Brano scelto
┌──

Nel mio film l'eccidio di Codevigo è “solo” lo sfondo.
Alla fine c'è un messaggio per me molto importante: uno dei partigiani strappa
ad uno dei giustiziati una croce insanguinata, che conserva come bottino di
guerra. E che diverrà un simbolo di speranza quando, anni dopo la strage, viene
restituita al padre di una delle vittime come segno di pacificazione: la
ricostruzione dell'Italia non può prescindere dalla ricostruzione reale della
storia, senza accuse nei confronti di nessuno, ma con coscienza e sincerità.
Bisogna poter rivedere insieme qualcosa che fa parte di un passato che deve
diventare chiaro e condiviso, perché solo nella chiarezza del nostro passato
c'è la speranza nel futuro.
Ti abbiamo definito “regista scomodo” perché il tuo
voler raccontare la verità storica dell'eccidio di Codevigo, ti ha creato
parecchi problemi. Che tipo di difficoltà hai incontrato nella lavorazione de
“Il segreto”?

└──

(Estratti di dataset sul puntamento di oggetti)

┌──

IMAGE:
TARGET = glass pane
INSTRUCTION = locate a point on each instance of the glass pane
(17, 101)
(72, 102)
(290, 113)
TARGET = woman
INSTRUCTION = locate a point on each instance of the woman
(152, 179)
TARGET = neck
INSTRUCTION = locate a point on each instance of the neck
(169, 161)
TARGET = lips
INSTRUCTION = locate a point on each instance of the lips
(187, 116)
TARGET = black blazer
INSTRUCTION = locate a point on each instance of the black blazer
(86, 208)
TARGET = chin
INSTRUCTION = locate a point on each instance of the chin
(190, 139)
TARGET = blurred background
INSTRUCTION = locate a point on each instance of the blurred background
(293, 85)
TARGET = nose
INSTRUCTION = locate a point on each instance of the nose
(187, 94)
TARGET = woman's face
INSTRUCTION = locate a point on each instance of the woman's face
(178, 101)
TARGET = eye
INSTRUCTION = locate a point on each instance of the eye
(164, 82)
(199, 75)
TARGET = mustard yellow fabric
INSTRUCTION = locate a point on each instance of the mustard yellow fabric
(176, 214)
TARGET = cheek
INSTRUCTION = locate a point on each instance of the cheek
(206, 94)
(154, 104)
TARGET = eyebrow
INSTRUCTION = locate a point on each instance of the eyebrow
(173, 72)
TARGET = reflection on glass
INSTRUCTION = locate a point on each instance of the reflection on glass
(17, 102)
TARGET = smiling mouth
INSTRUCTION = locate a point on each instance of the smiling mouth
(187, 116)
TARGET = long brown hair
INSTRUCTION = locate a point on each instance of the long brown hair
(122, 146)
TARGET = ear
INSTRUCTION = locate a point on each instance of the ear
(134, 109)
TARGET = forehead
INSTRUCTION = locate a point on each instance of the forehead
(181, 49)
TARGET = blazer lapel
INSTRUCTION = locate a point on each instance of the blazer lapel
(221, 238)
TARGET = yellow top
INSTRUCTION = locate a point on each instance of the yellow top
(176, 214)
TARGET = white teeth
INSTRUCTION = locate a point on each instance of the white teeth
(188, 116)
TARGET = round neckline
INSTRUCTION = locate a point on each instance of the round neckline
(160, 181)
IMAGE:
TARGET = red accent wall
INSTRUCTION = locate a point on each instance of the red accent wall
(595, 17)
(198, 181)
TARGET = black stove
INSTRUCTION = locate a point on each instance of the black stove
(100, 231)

└──

Breve esercizio
Estrai per intero il brano sul film dedicato all'eccidio di Codevigo, senza alcuna modifica. Le righe costituiscono un materiale a sé stante.

In risposta
Nel mio film l'eccidio di Codevigo è “solo” lo sfondo.
Alla fine c'è un messaggio per me molto importante: uno dei partigiani strappa
ad uno dei giustiziati una croce insanguinata, che conserva come bottino di
guerra. E che diverrà un simbolo di speranza quando, anni dopo la strage, viene
restituita al padre di una delle vittime come segno di pacificazione: la
ricostruzione dell'Italia non può prescindere dalla ricostruzione reale della
storia, senza accuse nei confronti di nessuno, ma con coscienza e sincerità.
Bisogna poter rivedere insieme qualcosa che fa parte di un passato che deve
diventare chiaro e condiviso, perché solo nella chiarezza del nostro passato
c'è la speranza nel futuro.
Ti abbiamo definito “regista scomodo” perché il tuo
voler raccontare la verità storica dell'eccidio di Codevigo, ti ha creato
parecchi problemi. Che tipo di difficoltà hai incontrato nella lavorazione de
“Il segreto”?